▶ SUPPLIED TEXT

◆ ◆ ◆ ◆ ◆

The Ralph Gibson Bursary

The Society for the Study of French History offers an annual bursary of £3000 to a fourth year PhD student, to facilitate the completion of a PhD thesis in French history. Eligible postgraduates will be registered at a UK or Irish university, will normally have completed no more than three years of full-time doctoral study, or be at an equivalent stage of part-time study, at the time of application, and will be expected to satisfy the judging panel that their thesis will be submitted during the academic year following the award of the Bursary.

The bursary may be used towards fees charged by the recipient’s institution; to defray subsistence costs; or to fund research trips or attendance at conferences. It is designed to offer some financial support to candidates who are no longer eligible for support from other funding bodies.

Applications should be made to the Secretary of the Society and consist of i) a covering letter containing a summary (up to 1,000 words) of the applicant’s doctoral thesis ii) a CV iii) details of any other funding which the candidate is receiving towards their studies iv) two academic references and v) a sample of written work of not more than 6,000 words. Applications should be submitted as a single PDF file (references can be sent separately, though it is the applicant’s responsibility to ensure they arrive on time). Candidates will be notified by early July of the outcome of their applications, which will be assessed by a panel of judges nominated by the Society’s steering committee.

Deadlines are listed on the Grants summary page: https://frenchhistorysociety.co.uk/grants.htm

Applicants for the Society’s awards should be members of the Society at the time of application. Research grant applications may be accompanied by applications for membership, full details of which can be found here. It is a condition of the award that successful candidates present a report on their research. A 400-word report should be sent to the Society’s News Editor, Dr Jack Rhoden at wilfred.rhoden@bishopg.ac.uk and copied to the Secretary of the Society, Dr Luc-Andre Brunet (luc-andre.brunet@open.ac.uk). The report may be published in French History and in the News section of the website.

Assessment Panel:

Dr. Sara Barker (Leeds), Professor David Hopkin (Oxford), and Professor Kevin Passmore (Cardiff).

◆ ◆ ◆ ◆ ◆

▶ PROVIDED DATA
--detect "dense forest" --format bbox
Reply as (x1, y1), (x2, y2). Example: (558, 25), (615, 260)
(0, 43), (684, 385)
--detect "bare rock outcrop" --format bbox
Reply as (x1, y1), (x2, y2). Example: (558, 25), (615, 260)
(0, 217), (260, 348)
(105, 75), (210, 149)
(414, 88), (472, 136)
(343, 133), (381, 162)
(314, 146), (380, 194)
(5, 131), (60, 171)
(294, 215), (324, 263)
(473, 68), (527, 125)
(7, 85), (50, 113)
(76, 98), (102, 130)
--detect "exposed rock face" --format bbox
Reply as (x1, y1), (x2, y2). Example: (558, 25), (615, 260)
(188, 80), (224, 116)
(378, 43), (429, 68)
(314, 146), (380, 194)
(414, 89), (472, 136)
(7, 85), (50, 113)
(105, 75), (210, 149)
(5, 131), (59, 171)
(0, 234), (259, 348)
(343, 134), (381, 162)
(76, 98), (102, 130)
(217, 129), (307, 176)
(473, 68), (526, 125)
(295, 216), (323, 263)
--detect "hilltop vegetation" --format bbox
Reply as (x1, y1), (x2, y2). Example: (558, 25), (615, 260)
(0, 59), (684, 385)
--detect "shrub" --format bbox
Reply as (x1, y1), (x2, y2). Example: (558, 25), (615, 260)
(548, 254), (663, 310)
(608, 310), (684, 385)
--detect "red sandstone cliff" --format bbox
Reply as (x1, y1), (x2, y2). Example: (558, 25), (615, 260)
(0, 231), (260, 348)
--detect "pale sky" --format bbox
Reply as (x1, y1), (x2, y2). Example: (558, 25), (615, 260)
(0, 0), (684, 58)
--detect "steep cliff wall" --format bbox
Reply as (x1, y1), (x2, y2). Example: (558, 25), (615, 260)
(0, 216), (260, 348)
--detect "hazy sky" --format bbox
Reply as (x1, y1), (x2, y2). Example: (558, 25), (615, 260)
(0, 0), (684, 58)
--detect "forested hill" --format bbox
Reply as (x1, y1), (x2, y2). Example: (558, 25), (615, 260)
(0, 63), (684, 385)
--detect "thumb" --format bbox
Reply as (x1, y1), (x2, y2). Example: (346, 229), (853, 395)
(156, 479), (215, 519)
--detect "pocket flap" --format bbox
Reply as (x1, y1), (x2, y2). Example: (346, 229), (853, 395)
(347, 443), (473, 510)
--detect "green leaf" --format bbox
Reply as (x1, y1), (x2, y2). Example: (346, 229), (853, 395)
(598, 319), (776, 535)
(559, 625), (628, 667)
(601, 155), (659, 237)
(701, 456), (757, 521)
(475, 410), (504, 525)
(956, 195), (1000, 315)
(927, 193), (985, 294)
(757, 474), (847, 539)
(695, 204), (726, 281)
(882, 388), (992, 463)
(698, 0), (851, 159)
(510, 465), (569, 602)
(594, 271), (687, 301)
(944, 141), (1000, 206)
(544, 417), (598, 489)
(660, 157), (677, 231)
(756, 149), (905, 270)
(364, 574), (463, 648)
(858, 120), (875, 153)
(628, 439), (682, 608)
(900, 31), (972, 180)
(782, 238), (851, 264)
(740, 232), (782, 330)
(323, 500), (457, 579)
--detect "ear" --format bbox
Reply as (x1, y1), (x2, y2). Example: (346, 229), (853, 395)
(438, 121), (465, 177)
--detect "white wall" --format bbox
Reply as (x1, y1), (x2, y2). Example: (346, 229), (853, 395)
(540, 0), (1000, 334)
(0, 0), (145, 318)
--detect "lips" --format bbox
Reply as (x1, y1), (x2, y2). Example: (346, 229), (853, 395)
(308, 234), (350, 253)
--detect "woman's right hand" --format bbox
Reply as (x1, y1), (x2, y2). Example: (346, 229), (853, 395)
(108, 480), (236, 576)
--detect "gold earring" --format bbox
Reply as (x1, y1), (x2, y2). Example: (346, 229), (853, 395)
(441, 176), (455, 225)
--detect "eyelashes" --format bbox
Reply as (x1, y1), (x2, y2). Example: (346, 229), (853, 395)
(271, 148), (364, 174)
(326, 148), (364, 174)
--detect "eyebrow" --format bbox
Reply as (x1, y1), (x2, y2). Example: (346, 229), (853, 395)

◆ ◆ ◆ ◆ ◆

▶ EXERCISE INSTRUCTIONS
1. According to the bursary text, how long should the research report from a successful candidate be?
2. Reproduce word for word the passage of the bursary text that opens with the words containing "Applications should be made" and closes with "Society’s steering committee.".

▶ COMPLETE ANSWERS
1. 400 words.

2.
Applications should be made to the Secretary of the Society and consist of i) a covering letter containing a summary (up to 1,000 words) of the applicant’s doctoral thesis ii) a CV iii) details of any other funding which the candidate is receiving towards their studies iv) two academic references and v) a sample of written work of not more than 6,000 words. Applications should be submitted as a single PDF file (references can be sent separately, though it is the applicant’s responsibility to ensure they arrive on time). Candidates will be notified by early July of the outcome of their applications, which will be assessed by a panel of judges nominated by the Society’s steering committee.